→ Texto da página
Foi uma recuperação sofrida, mas o jovem e sempre alegre rapaz deu a
volta por cima: “Todo mundo esperava que ele ficasse revoltado, mas não.
Ele nunca se fez de coitadinho, fazia esportes, malhava, enfim, vivia a
vida como qualquer jovem”, diz o primo. Em sua página no facebook
Vanderson aparecia sempre sorrindo, brincando com amigos e comemorando a
vida. Até que uma confronto entre policiais e bandidos o deixou sem
tempo de reação, na madrugada de segunda-feira. Uma bala perdida atingiu
seu ombro. Levado para o Hospital Albert Schweitzer, em Realengo, ele
foi operado, mas ao longo do dia seu quadro piorou. E Vanderson não
resistiu. Um amigo que estava com ele também foi baleado , mas passa
bem.
Neste momento, a família de Vanderson se juntava ao drama de outras
duas que, em situações semelhantes, já peregrinavam para enterrar seus
parentes. Na manhã de domingo, pouco depois das 7h, a diarista Cícera
Rodrigues da Silva, de 38 anos, saía de casa, na Favela Furquim Mendes,
no bairro Jardim América, na Zona Norte – às margens da Rodovia
Presidente Dutra – para à igreja, quando foi atingida por um tiro.

→ Objetivo da tarefa
Por favor, transcreva de novo tudo o que vai de "Neste momento, a" até "por um tiro." no texto da página, alterando "domingo" para "sábado". Os registros provêm de outra fonte.

→ Trechos de dados

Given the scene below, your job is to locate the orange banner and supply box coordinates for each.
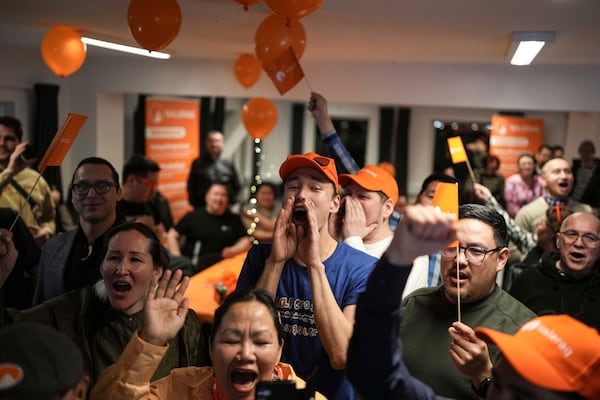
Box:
[263,46,304,96]
[145,98,200,221]
[432,182,462,246]
[38,113,87,173]
[489,115,544,178]
[448,136,468,164]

→ Resultado do exercício
Neste momento, a família de Vanderson se juntava ao drama de outras
duas que, em situações semelhantes, já peregrinavam para enterrar seus
parentes. Na manhã de sábado, pouco depois das 7h, a diarista Cícera
Rodrigues da Silva, de 38 anos, saía de casa, na Favela Furquim Mendes,
no bairro Jardim América, na Zona Norte – às margens da Rodovia
Presidente Dutra – para à igreja, quando foi atingida por um tiro.